— START DATA SUPPLIED —

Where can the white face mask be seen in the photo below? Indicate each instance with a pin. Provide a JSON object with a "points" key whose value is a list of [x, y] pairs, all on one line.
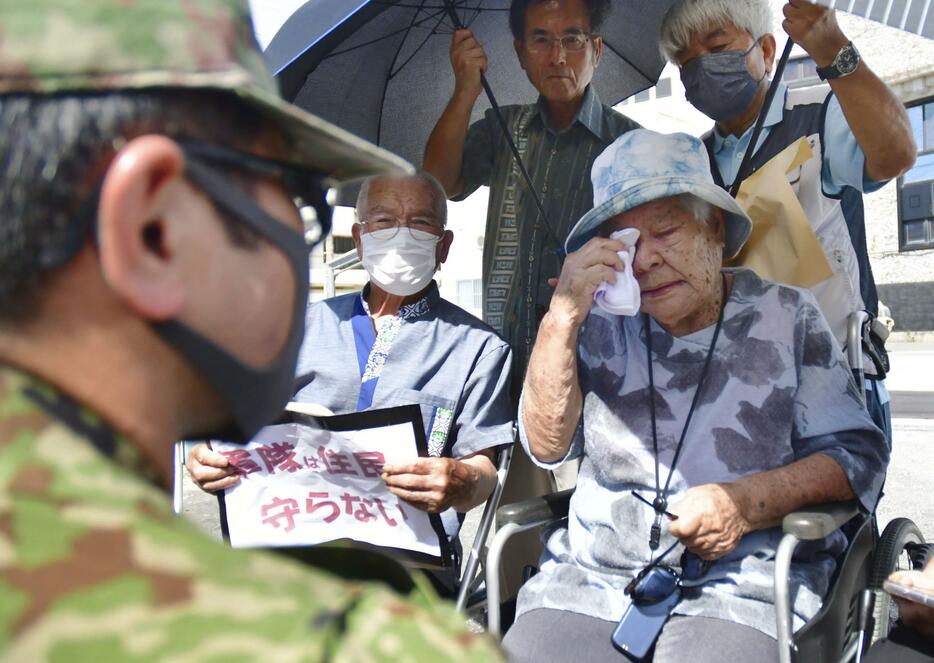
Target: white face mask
{"points": [[400, 265]]}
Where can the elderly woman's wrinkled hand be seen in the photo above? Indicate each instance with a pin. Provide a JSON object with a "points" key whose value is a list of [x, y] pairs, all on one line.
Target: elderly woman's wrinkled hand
{"points": [[710, 521], [585, 269]]}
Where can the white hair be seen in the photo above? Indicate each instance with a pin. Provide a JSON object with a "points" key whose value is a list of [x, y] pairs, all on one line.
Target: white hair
{"points": [[688, 17], [440, 197]]}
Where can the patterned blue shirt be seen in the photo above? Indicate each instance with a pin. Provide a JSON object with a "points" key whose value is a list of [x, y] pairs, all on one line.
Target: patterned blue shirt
{"points": [[440, 357], [778, 390]]}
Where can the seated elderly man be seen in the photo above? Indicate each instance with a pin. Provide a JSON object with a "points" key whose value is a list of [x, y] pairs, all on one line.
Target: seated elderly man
{"points": [[699, 425], [398, 342]]}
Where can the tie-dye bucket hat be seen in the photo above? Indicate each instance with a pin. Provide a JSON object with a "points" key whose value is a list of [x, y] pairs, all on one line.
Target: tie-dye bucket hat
{"points": [[641, 166]]}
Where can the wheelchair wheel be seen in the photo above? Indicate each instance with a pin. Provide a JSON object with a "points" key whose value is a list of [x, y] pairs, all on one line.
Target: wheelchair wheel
{"points": [[901, 548]]}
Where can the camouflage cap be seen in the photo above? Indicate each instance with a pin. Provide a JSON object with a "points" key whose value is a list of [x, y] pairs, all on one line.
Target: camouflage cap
{"points": [[59, 46]]}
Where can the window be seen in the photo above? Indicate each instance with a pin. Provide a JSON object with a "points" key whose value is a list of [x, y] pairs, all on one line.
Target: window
{"points": [[801, 72], [916, 187], [469, 295]]}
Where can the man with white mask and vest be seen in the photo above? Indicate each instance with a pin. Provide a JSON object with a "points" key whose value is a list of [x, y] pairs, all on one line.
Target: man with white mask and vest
{"points": [[857, 128], [397, 342]]}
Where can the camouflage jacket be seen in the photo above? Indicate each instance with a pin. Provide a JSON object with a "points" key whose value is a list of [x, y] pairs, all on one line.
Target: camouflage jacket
{"points": [[94, 565]]}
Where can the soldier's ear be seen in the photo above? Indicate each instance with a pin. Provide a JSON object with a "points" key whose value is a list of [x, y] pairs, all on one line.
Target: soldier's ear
{"points": [[137, 242]]}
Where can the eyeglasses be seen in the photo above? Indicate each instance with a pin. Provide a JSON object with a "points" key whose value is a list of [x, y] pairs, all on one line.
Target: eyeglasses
{"points": [[571, 43], [305, 186], [389, 227], [656, 582]]}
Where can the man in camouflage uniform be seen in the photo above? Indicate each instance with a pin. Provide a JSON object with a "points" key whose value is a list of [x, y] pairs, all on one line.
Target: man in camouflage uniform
{"points": [[152, 283]]}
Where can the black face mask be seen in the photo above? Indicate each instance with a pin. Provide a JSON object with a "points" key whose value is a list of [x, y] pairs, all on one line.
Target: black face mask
{"points": [[253, 396]]}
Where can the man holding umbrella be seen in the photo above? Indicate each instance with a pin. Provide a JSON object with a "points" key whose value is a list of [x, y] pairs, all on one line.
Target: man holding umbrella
{"points": [[857, 128], [558, 137]]}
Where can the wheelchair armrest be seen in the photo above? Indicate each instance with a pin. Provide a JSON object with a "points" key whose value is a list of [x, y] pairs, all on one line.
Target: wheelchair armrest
{"points": [[537, 510], [819, 520]]}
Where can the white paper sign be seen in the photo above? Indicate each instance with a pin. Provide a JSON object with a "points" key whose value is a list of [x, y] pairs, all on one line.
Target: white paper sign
{"points": [[303, 486]]}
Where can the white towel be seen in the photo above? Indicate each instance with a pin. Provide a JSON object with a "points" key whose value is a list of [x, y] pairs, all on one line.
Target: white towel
{"points": [[622, 297]]}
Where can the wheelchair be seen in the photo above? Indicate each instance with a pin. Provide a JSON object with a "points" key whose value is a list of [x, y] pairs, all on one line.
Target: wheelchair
{"points": [[856, 612]]}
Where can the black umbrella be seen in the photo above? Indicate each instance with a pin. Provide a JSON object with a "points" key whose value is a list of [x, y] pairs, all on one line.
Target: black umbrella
{"points": [[381, 68]]}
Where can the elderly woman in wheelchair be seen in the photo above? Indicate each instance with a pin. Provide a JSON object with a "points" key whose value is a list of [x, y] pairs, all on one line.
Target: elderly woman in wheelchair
{"points": [[699, 423]]}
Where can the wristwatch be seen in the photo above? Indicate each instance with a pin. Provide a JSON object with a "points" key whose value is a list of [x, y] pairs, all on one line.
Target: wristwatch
{"points": [[843, 65]]}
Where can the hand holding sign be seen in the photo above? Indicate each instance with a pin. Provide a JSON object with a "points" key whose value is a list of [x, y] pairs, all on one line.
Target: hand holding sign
{"points": [[435, 484], [300, 484]]}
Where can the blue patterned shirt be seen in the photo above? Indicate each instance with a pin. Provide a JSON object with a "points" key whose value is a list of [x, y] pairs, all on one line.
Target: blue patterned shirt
{"points": [[520, 251]]}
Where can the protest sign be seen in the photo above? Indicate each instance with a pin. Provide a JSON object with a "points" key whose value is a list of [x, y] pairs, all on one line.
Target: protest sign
{"points": [[313, 479]]}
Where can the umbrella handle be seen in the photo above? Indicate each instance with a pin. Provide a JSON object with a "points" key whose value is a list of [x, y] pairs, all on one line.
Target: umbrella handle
{"points": [[760, 121]]}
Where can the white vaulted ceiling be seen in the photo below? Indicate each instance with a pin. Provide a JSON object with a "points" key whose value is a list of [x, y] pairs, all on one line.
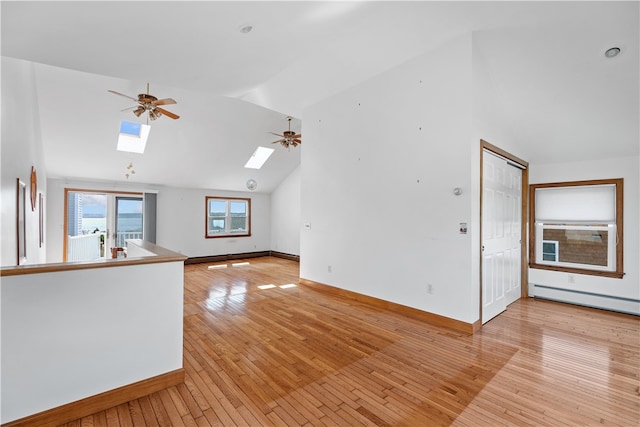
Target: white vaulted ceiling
{"points": [[542, 63]]}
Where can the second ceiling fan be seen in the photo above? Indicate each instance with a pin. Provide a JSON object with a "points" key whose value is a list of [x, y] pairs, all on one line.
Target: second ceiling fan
{"points": [[289, 137], [151, 104]]}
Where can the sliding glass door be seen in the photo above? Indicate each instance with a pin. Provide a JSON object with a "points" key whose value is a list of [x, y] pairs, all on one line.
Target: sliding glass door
{"points": [[97, 221]]}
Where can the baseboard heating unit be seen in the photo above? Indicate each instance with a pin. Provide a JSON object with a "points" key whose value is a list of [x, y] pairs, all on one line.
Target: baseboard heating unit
{"points": [[588, 299]]}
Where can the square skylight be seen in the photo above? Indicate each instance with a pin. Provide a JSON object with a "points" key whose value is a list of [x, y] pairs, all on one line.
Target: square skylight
{"points": [[133, 137], [258, 157]]}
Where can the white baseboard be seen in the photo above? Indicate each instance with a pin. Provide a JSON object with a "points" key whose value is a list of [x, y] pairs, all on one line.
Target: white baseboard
{"points": [[588, 299]]}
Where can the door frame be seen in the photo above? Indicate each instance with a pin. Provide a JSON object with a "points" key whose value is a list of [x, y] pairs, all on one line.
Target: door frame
{"points": [[524, 263]]}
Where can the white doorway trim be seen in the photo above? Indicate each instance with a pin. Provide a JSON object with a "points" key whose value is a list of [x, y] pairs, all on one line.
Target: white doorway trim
{"points": [[524, 166]]}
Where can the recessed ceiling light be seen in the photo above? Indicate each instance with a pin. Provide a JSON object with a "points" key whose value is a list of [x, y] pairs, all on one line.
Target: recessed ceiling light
{"points": [[612, 52]]}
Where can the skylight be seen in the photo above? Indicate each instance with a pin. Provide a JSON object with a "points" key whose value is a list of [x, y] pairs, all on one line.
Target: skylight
{"points": [[133, 137], [258, 157]]}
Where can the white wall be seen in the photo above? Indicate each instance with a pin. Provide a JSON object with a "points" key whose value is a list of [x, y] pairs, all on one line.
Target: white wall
{"points": [[629, 286], [380, 162], [285, 215], [21, 149], [68, 335], [181, 223]]}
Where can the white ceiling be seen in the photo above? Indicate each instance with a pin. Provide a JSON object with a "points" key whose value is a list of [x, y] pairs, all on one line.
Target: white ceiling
{"points": [[541, 64]]}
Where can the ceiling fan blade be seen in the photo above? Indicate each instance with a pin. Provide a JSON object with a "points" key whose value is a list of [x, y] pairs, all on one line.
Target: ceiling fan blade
{"points": [[165, 101], [168, 113], [126, 96]]}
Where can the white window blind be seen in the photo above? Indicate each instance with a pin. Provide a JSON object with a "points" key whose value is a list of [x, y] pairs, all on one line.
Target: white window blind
{"points": [[589, 203]]}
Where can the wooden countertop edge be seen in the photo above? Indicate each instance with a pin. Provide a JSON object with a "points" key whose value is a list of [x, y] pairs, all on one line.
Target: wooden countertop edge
{"points": [[162, 255]]}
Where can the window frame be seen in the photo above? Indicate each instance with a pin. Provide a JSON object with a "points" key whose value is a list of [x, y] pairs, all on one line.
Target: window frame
{"points": [[227, 217], [617, 270]]}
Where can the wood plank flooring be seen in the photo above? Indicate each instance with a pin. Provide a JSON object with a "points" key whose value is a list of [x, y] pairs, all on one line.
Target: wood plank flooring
{"points": [[291, 356]]}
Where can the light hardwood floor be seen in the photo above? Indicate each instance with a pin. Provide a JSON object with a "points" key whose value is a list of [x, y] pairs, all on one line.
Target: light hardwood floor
{"points": [[291, 356]]}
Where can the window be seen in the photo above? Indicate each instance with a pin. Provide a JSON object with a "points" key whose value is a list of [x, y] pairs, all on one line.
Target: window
{"points": [[228, 217], [577, 227], [550, 250]]}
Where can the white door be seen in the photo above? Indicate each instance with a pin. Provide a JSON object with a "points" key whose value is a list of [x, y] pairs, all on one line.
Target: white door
{"points": [[501, 234]]}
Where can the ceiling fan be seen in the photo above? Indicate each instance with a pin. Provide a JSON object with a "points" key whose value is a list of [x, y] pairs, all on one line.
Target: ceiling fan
{"points": [[151, 104], [289, 137]]}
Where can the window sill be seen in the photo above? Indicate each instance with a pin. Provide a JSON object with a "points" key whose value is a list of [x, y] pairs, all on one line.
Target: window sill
{"points": [[612, 274]]}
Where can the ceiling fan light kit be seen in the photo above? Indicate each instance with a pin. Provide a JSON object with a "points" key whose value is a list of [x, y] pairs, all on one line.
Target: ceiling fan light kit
{"points": [[289, 137], [150, 104]]}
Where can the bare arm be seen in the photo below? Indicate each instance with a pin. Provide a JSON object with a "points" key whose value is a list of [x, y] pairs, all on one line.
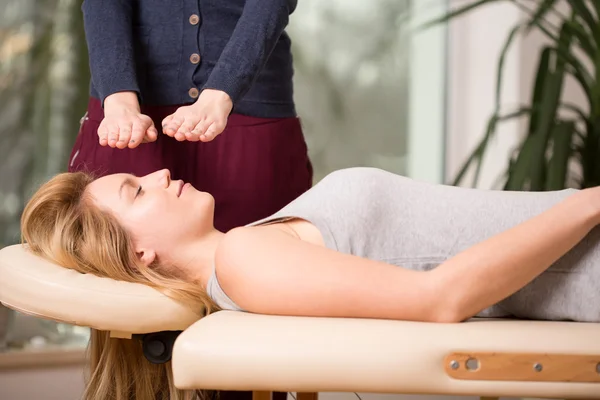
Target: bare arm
{"points": [[498, 267], [268, 271]]}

— END DATA SUPPLIED —

• **YOUR INSTRUCTIONS**: With pictures omitted, reproduce exactly the lines from the line containing "Where can the window sill" through the end of the data above.

• **OUTPUT OF THE TASK**:
Where can the window sill be seen in the photo above? Indicate each instance with a pin. Provide a JSON object with a "points" key whose value is a list of [x, y] pairs, all on one line.
Target: window sill
{"points": [[612, 274]]}
Where can the ceiling fan light kit be seen in the photo above? Indicate each instance with a pin. Provide a JSON object with a "points" key whose value is a list of [x, y] pairs, all on one line.
Target: ceiling fan light kit
{"points": [[289, 137], [150, 104]]}
Where can the bare arm be seen in the photo below? Indicate each instance with a pin. Provide a JSON object with a "points" key whose value is a list of [x, y] pairs, all on one line.
Target: bare arm
{"points": [[498, 267], [268, 271]]}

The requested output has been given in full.